→ **Tekst**
= = =
Gistermorgen was het nog mooi weer, dus ik ging op de fiets naar Groningen. Waarschijnlijk voor de laatste keer dit jaar, tussen de herfstvakantie en de voorjaarsvakantie fiets ik meestal niet.
Het is ’s morgens al best druk op het fietspad.
De e-bike verovert steeds meer terrein en steeds meer mensen gebruiken die electrische fiets als woon-werk-vervoermiddel.

Maar als fietser ben je kwetsbaar. Op het fietspad langs het industrie-terrein in Roden heb je voorrang op het autoverkeer dat het fietspad moet oversteken, maar dat krijg je niet altijd. Automobilisten geven nog even een peut gas en snaaien op het nippertje voor je langs: dat komt de veiligheid natuurlijk niet ten goede.
= = =
→ **Aangeleverde gegevens**
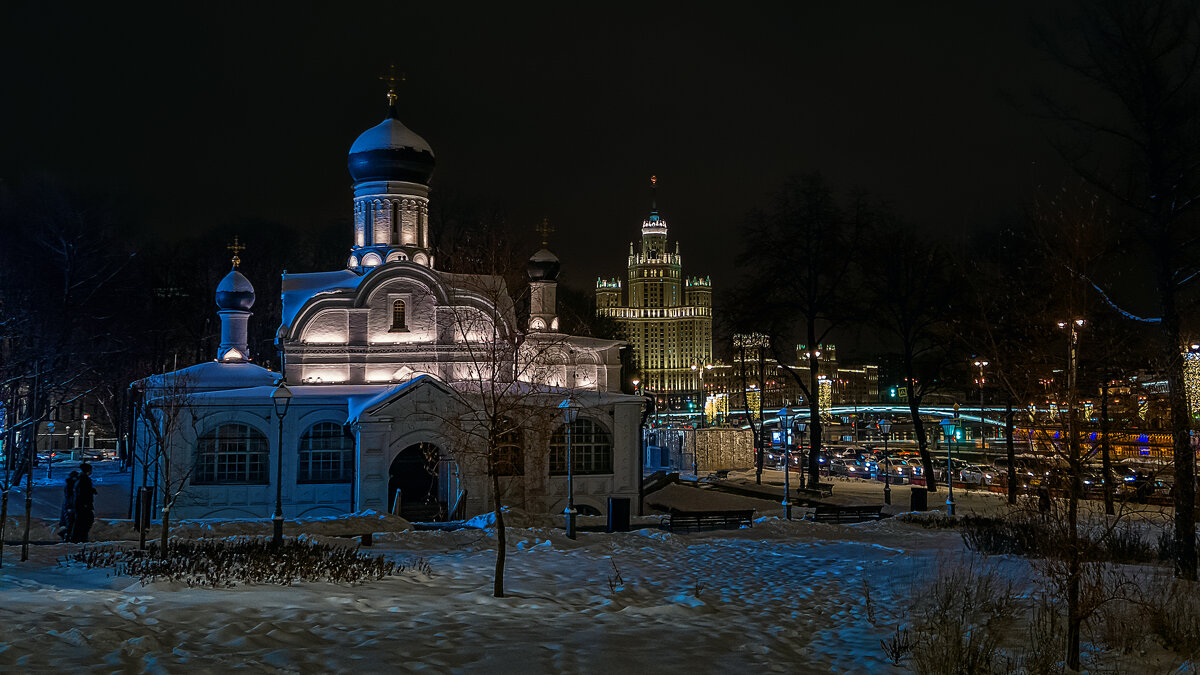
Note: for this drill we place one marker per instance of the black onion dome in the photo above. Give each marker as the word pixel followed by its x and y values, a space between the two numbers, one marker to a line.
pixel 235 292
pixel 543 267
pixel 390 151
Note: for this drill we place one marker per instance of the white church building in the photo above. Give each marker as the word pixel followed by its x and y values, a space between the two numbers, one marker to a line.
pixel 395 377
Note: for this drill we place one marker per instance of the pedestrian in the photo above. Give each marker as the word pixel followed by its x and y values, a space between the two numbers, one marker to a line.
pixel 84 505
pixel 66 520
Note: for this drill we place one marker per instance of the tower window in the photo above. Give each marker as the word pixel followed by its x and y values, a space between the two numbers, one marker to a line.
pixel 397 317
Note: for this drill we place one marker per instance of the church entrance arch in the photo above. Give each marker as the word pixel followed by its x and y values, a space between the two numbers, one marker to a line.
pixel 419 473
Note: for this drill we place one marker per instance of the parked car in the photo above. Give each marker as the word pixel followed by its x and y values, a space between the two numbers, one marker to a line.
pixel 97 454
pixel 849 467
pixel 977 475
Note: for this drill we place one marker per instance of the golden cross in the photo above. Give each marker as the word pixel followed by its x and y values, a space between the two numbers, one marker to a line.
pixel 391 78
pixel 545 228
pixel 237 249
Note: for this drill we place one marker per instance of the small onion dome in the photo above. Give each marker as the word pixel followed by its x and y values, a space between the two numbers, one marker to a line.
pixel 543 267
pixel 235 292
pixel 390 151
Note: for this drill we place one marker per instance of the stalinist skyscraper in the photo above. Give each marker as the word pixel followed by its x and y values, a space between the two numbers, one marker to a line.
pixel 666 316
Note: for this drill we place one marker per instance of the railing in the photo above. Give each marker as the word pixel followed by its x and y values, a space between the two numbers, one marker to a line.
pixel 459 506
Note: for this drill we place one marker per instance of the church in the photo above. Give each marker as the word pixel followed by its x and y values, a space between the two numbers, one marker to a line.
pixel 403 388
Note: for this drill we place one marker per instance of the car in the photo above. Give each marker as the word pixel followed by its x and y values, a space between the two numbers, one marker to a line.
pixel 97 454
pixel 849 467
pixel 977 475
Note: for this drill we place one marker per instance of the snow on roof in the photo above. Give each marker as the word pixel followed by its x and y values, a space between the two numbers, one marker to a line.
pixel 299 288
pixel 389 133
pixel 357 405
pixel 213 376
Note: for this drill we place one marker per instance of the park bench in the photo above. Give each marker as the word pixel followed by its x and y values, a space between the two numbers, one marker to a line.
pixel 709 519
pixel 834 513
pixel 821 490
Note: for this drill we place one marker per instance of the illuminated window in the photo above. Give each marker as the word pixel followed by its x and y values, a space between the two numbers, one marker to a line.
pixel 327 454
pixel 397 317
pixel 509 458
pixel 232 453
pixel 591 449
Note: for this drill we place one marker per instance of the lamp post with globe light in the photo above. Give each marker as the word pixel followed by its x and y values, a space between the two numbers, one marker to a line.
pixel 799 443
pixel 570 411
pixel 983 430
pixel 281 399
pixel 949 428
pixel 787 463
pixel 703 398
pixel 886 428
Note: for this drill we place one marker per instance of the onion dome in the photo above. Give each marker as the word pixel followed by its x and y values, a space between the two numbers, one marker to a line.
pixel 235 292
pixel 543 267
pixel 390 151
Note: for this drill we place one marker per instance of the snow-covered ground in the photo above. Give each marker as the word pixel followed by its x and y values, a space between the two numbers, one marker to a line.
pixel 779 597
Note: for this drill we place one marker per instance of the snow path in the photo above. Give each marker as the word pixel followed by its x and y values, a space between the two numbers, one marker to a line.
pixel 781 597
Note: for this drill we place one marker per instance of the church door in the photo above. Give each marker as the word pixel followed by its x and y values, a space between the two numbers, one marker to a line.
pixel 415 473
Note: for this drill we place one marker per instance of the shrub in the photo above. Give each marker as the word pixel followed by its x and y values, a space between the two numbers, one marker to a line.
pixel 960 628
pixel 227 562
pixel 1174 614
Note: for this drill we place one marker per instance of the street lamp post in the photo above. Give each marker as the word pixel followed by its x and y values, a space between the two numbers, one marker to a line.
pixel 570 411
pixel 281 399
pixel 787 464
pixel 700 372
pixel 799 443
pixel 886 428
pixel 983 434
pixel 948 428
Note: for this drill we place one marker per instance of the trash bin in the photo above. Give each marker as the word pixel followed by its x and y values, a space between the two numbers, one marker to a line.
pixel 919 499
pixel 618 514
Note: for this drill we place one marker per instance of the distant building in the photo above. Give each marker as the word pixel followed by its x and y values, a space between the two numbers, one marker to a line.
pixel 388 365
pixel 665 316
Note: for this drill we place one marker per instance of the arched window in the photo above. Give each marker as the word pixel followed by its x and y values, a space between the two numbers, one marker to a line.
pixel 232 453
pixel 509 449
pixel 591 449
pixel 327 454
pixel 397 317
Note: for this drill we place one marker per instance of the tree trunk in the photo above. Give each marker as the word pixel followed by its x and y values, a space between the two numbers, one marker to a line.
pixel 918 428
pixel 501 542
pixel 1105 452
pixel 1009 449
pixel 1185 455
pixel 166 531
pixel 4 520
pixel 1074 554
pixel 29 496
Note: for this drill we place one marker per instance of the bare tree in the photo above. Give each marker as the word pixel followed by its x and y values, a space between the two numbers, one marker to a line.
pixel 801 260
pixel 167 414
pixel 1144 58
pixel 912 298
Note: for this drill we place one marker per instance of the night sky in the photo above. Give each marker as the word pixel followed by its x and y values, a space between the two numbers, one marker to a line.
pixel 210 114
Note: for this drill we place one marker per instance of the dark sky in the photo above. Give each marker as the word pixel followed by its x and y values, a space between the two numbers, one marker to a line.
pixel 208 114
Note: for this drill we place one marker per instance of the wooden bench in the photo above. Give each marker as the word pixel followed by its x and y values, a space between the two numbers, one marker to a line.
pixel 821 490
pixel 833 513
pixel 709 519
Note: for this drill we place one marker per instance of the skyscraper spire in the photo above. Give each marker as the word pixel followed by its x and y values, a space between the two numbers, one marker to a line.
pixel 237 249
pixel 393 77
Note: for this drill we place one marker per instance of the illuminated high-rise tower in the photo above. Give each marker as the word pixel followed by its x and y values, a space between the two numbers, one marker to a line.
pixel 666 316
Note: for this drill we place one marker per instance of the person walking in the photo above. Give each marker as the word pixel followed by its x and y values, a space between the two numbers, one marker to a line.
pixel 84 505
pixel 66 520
= = =
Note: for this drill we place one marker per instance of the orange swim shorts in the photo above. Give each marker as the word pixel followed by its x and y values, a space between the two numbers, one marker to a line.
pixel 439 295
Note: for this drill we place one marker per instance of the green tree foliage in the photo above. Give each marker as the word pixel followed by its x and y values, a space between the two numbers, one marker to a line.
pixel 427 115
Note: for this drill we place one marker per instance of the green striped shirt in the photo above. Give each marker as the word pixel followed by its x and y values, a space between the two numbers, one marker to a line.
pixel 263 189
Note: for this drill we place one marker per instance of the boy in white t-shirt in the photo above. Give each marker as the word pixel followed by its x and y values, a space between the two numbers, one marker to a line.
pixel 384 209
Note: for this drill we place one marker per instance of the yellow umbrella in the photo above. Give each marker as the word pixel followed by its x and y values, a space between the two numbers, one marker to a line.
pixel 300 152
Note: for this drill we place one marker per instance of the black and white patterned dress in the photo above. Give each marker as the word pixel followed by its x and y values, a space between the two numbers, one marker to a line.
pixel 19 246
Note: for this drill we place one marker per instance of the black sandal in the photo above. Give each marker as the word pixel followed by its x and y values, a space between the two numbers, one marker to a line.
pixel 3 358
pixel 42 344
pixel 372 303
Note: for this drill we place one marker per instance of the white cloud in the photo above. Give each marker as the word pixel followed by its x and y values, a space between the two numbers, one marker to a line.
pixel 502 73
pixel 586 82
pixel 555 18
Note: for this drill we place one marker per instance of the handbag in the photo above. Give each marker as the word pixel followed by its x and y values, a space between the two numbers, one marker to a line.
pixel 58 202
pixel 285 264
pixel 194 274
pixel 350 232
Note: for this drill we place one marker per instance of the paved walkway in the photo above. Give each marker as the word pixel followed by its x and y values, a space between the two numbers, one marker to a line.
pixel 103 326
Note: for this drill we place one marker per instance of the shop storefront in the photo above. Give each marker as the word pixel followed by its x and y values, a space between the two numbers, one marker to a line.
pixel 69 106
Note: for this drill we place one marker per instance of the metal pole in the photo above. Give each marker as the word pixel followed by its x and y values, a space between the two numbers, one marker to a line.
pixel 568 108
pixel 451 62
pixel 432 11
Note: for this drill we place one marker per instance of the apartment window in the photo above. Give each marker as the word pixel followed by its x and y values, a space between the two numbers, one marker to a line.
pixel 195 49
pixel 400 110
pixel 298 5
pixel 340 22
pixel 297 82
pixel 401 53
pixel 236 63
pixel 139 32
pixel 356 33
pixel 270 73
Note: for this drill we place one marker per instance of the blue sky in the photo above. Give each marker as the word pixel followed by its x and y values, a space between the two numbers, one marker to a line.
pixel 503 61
= = =
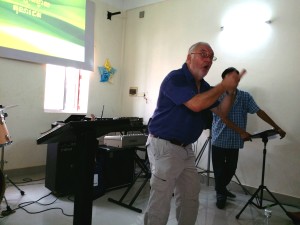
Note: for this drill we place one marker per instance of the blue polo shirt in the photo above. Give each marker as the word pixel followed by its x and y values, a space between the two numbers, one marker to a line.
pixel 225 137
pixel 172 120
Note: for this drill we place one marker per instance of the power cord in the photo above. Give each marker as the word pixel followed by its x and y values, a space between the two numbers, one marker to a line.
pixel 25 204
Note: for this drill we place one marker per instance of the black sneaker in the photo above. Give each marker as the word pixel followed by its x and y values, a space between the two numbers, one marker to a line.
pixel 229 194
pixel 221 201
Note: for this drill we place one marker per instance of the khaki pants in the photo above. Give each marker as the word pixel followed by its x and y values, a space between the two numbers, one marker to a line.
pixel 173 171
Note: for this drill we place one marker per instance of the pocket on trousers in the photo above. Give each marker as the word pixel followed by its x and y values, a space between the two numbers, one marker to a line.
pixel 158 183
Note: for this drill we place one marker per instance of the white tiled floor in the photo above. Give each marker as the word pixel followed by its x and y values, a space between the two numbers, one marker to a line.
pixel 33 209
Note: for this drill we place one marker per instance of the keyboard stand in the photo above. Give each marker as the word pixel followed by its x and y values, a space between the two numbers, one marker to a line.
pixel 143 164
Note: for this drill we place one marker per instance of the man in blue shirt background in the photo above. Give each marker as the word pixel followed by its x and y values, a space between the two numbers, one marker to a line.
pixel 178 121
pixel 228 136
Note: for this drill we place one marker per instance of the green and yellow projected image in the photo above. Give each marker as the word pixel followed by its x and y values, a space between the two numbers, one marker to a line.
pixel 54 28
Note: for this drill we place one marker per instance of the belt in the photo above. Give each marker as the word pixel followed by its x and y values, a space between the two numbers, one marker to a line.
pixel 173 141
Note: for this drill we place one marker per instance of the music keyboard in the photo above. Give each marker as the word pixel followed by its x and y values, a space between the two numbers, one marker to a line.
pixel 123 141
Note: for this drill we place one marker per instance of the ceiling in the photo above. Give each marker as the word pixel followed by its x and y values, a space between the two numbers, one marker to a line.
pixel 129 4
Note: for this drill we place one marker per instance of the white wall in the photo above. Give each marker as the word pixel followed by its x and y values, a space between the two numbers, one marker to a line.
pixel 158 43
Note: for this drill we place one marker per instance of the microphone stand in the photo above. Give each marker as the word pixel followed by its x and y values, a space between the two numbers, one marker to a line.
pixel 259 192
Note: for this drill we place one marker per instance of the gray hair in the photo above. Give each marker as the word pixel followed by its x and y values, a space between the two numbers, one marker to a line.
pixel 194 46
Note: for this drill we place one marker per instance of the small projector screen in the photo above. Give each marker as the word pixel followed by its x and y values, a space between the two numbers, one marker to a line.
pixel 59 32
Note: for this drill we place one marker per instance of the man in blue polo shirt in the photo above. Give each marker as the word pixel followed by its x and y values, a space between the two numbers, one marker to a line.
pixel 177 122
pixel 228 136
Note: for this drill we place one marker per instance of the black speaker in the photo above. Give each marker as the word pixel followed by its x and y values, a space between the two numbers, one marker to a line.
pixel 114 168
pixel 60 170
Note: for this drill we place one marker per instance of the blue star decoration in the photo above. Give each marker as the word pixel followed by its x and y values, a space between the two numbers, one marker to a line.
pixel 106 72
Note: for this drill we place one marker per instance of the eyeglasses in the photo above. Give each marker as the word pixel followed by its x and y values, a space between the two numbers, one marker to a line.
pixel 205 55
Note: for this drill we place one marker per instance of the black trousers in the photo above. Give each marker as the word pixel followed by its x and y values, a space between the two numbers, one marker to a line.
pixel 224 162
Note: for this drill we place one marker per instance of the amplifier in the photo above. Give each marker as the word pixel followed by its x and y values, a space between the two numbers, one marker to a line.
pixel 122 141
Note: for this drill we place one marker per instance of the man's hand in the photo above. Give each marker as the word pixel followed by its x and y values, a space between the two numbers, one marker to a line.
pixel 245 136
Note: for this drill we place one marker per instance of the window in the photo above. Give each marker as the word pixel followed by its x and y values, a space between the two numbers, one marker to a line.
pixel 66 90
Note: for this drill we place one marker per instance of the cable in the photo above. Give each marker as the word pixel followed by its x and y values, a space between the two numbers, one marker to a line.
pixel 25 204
= = =
→ **Opdrachten**
a: Beantwoord de volgende vragen over de tekst over fietsen naar Groningen:
(i) Wat maakte dat de ik-figuur gistermorgen op de fiets naar Groningen ging?
(ii) In welke periode fietst de ik-figuur meestal niet?
(iii) Langs welk terrein ligt het fietspad waar fietsers voorrang hebben op overstekend autoverkeer?
b: Herschrijf in de tekst over fietsen naar Groningen de alinea die begint met "Maar als fietser ben je kwetsbaar" korter, zonder de belangrijkste feiten weg te laten.
c: Pak de tekst over fietsen naar Groningen weer op en schrijf hem verder vanaf de laatste zin.

→ **Antwoorden per opdracht**
a:
(i) Het was gistermorgen nog mooi weer.
(ii) Tussen de herfstvakantie en de voorjaarsvakantie.
(iii) Langs het industrieterrein in Roden.

b: Fietsers zijn kwetsbaar. Langs het industrieterrein in Roden hebben ze voorrang op overstekende auto's, maar automobilisten geven vaak nog snel gas en rijden rakelings voor hen langs, wat de veiligheid niet ten goede komt.

c:
Als je na een rotonde de weg moet oversteken en je wacht tot er even geen verkeer van de rotonde komt, dan moet je vanuit stilstand wegfietsen. Soms komt er een automobilist zo hard de rotonde opgereden dat die bij je is voordat je bent overgestoken; je spatbord wordt bijna van je  fiets gereden. Men geeft gas, in plaats van dat men op de rem trapt omdat er iemand aan het oversteken is.

Iedereen heeft vliegende haast.
Ook de fietsers zelf kunnen er trouwens wat van.
Verbeten koppen en strakke gezichten, blik op oneindig.
Rücksichtlos in de hoogste versnelling met die fiets.
Schelden op mensen die nietsvermoedend met z’n tweeën fietsen en niet snel genoeg aan de kant gaan. Het wordt er allemaal zo ongezellig van.

Gistermorgen knalde me ook weer iemand voorbij met zo’n niets ontziende blik die zich aan mij ergerde omdat ik van de fiets afstapte; ik wou een foto maken.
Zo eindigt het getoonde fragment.